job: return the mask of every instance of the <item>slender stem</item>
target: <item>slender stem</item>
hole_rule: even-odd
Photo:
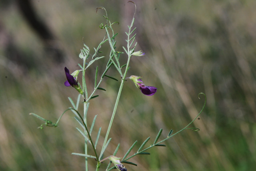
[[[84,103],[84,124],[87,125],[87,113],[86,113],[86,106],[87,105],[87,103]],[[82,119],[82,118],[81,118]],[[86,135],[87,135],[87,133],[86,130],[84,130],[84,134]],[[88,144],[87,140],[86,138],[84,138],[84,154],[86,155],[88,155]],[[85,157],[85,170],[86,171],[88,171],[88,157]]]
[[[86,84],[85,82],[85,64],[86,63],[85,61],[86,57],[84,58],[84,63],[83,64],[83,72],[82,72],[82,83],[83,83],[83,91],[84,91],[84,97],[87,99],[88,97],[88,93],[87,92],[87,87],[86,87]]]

===============

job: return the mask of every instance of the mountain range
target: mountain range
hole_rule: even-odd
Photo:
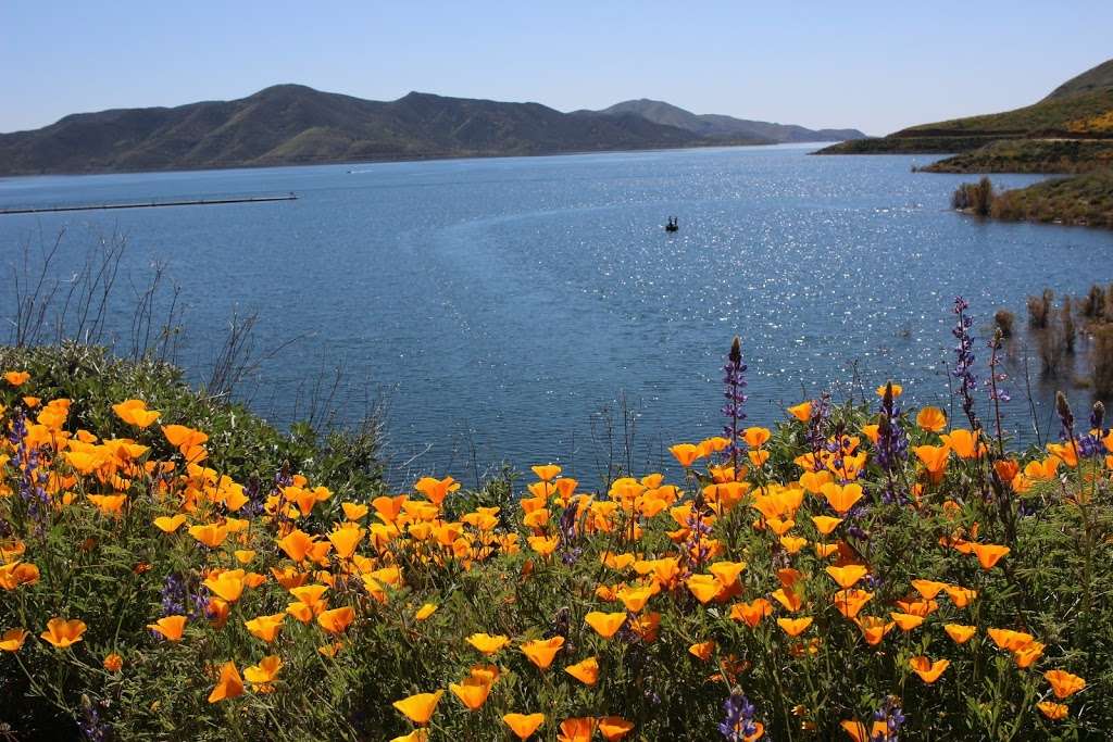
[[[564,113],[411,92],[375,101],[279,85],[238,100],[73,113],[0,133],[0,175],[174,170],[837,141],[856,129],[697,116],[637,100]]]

===============

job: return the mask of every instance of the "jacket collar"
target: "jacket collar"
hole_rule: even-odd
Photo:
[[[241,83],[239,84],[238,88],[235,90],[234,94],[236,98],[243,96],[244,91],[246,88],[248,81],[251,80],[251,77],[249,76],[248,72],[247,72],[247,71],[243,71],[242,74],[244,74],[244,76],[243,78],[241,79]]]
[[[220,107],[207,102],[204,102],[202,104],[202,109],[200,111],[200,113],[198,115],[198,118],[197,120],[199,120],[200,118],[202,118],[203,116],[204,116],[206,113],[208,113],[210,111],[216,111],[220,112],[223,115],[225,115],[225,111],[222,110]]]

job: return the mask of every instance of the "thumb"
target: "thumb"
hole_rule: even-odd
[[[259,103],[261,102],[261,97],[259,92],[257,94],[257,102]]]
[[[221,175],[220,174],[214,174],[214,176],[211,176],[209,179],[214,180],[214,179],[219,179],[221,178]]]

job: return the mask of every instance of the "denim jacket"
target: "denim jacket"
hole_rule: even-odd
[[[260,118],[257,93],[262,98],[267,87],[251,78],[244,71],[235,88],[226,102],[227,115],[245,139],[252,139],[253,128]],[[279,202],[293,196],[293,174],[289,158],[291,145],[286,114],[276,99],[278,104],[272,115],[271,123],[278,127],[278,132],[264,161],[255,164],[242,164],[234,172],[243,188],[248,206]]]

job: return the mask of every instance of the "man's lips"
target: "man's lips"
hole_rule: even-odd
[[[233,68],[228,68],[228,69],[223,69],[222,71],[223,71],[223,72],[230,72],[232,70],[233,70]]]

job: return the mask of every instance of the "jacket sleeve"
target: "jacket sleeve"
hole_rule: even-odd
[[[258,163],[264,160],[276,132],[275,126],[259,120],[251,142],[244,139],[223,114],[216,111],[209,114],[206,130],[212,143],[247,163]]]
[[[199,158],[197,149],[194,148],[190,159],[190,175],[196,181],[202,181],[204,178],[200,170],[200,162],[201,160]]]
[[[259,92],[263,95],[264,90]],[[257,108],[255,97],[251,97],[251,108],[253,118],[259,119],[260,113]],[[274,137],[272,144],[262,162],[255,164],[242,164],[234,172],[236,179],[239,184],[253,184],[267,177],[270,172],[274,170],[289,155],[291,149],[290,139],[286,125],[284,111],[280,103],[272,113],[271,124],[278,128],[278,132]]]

===============

# Problem statement
Which lines in the items above contain the word "mask"? Copy out each such line, treating uppercase and lowercase as different.

# The output
job: return the mask of every instance of the <item>slender stem</item>
job: return the mask of every instance of the mountain range
job: return the mask of every instance of the "jacket collar"
job: return the mask of every instance of the "thumb"
job: return the mask of every instance of the "denim jacket"
job: return the mask of every instance of the "man's lips"
job: return the mask of every instance of the "jacket sleeve"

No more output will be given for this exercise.